───── Excerpted passage ─────
Dear LSSU Alums:
The spring 2022 semester is nearing an end, and we are busy planning for the 2022 Commencement Ceremony in May. The last two graduation ceremonies were virtual as a response to the COVID pandemic, but I am happy to report that we are returning to an in-person ceremony this year. As part of this year’s ceremony, the speaker for the 2022 Commencement Ceremony will be United States Senator from Michigan, the Honorable Gary Peters. Senator Peters has been a strong partner of LSSU for many years and has been an unyielding champion of preserving the Great Lakes for future generations. I believe now is a perfect time for our graduating students to hear from one of the prominent leaders in our state and the nation, in a return to an in-person graduation.
Over the past few months, we have had many accomplishments at the university. In early December, we celebrated the Grand Opening of the Richard and Theresa Barch Center for Freshwater Research and Education Building. The Grand Opening event was well attended with a few hundred people witnessing the ribbon-cutting and taking tours through the building. The state-of-the-art facility will be home to a wide variety of freshwater-related research and courses for students. This project has been in the works for about a decade, and there were times I didn’t think it would get done. Buried refuse, construction delays, rising costs, and even a global pandemic were all things that stood in the way at one time or another. Nonetheless, the university persevered through these challenges to see the project to completion. CFRE will be a jewel for Lake Superior State University for many years and decades to come.
One of the interesting things from LSSU that gets widespread coverage around the nation and globe is the banished words list – the tongue-in-cheek look at overused or just tired words and phrases. The list was released on New Year’s Day, and was picked up by an especially wide variety of news outlets. A few examples from this year’s list include: “that being said, asking for a friend, deep dive, you’re on mute” and the number one overused phrase: “wait, what?” Thanks to contributors, and the LSSU Department of English, along with the Marketing Department for their efforts in producing the list and promoting a long-standing tradition.
───── Material supplied ─────
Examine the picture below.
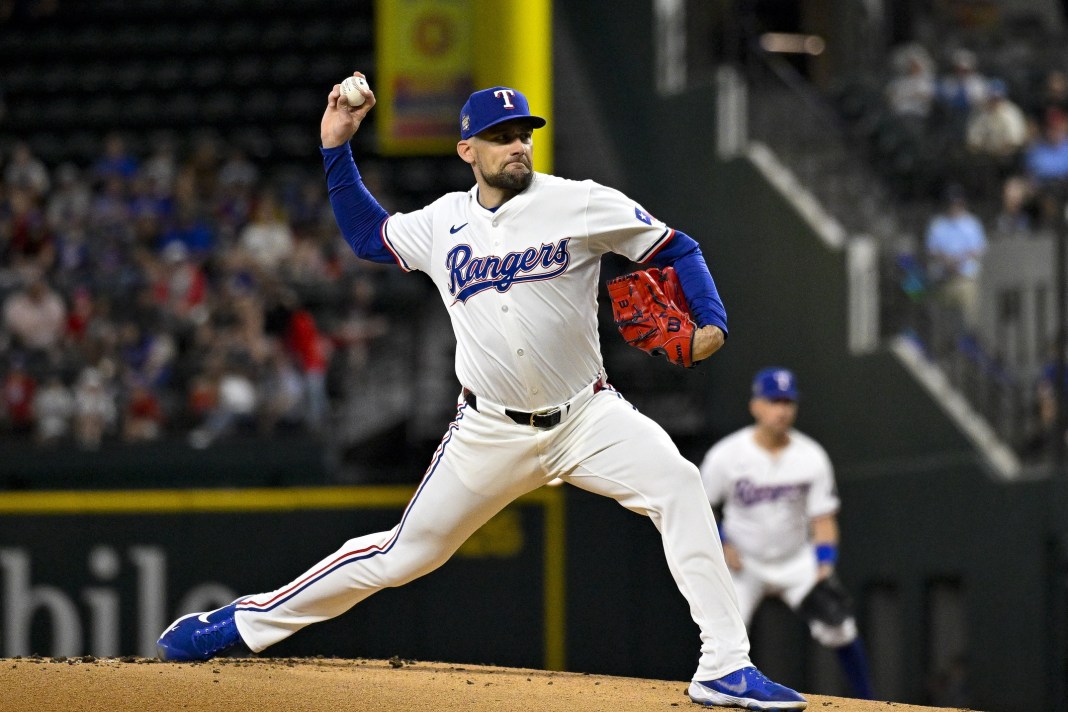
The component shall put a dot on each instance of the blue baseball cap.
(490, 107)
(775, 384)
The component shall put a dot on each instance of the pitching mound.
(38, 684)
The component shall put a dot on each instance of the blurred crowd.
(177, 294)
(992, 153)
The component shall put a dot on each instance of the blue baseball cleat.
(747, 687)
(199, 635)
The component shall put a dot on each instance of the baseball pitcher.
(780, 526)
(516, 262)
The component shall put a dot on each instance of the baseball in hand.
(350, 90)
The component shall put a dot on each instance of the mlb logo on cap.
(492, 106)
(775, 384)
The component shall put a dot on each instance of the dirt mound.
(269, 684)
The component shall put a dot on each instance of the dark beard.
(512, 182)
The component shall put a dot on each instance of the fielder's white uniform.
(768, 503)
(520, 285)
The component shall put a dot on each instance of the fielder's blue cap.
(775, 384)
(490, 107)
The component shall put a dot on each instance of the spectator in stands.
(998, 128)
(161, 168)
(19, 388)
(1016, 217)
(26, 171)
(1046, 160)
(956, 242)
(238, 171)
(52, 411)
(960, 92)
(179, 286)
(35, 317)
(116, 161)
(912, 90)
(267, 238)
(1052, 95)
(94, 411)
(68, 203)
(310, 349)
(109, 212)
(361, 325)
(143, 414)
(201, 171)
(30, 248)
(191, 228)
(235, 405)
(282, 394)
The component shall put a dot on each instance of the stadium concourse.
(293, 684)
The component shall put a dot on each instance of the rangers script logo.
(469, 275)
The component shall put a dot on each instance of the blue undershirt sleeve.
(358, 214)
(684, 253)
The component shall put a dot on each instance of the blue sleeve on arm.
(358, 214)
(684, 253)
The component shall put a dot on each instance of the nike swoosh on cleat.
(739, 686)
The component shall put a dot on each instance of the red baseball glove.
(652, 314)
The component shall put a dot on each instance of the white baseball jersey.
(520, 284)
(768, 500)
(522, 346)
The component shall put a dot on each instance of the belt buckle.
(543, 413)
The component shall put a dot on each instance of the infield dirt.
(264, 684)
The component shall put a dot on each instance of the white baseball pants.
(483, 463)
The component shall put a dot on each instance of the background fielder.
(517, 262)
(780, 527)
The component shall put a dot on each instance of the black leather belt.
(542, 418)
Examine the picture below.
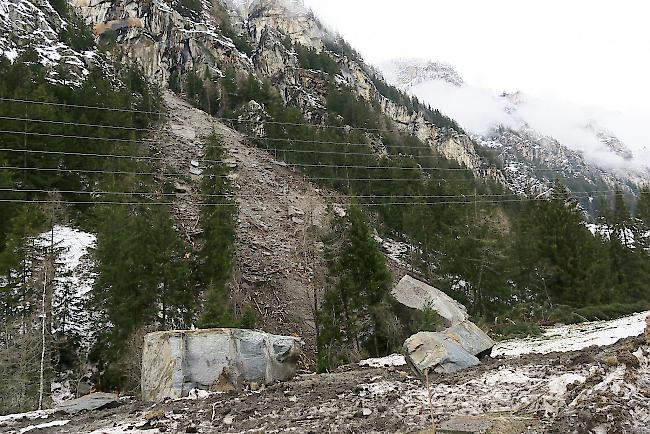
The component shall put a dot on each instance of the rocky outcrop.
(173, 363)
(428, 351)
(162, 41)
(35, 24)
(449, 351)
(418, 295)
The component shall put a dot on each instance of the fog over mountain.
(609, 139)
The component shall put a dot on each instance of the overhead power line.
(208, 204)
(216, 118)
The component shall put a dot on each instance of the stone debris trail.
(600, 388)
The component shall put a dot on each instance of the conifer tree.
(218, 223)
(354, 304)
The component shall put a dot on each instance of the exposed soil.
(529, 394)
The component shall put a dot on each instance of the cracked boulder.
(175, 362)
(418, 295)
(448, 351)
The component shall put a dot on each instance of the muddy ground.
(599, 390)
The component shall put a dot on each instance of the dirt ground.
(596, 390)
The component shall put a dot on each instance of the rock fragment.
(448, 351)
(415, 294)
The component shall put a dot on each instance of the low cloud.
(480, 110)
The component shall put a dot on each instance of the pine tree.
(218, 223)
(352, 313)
─────
Continue the letter to LSSU alums, picking up after its last paragraph. The records have nothing to do with the letter to LSSU alums.

Another Laker tradition is our annual Snowman Burning. To mark the official end of winter and signal the arrival of spring, the university continues its 51-year tradition of hosting a snowman burning. The university first began burning the snowmen in 1971 to celebrate the end of winter and mark the start of spring. I like to think of it as driving winter away. The fabricated snowman, a husky figure looming 12-feet tall, typically takes on different characters and themes that embody the times. Campus and community members are welcome to enjoy the event and drive off winter for another year.
Recently we followed our number one seeded LSSU Women’s Club Hockey team during the American Collegiate Hockey Association D2 national tournament in St. Louis, Missouri. The Lady Lakers have had an outstanding season with a 26-3-1 record. In just their second season, the team spent most of the season ranked number one in the nation, and recently brought home the Central Collegiate Women’s Hockey Association, Division II Championship. In just their second year, they moved on to the national tournament. Although they fell in their third game of the tournament, we are all so proud of this team. They are once again showing the hockey world that Lake Superior State University is passionate about hockey.
LSSU was honored to host the renowned author Angeline Boulley in March, in a tremendous event in the library where she read selections from her book, Firekeeper’s Daughter, and shared insights. Firekeeper’s Daughter weaves together themes of identity, jurisdiction, traditional knowledge, and culture, set against the backdrop of the city of Sault Ste. Marie, Sugar Island, the university campus, and the dynamics of youth hockey. Ms. Boulley is a member of the Sault Ste. Marie Tribe of Chippewa Indians and is a storyteller that writes about her Ojibwe community here in the Upper Peninsula.
In closing, as spring approaches and the graduation season will soon be upon us, I want to say what a wonderful time it is on campus. Each warm day is, of course, greatly appreciated, and the academic year begins to close with final tests, quizzes, and assignments coming due. It is an exciting time at the university.
As always, we appreciate your support of Lake Superior State University! Thank you.
Superior Education. Superior Experience. Superior YOU!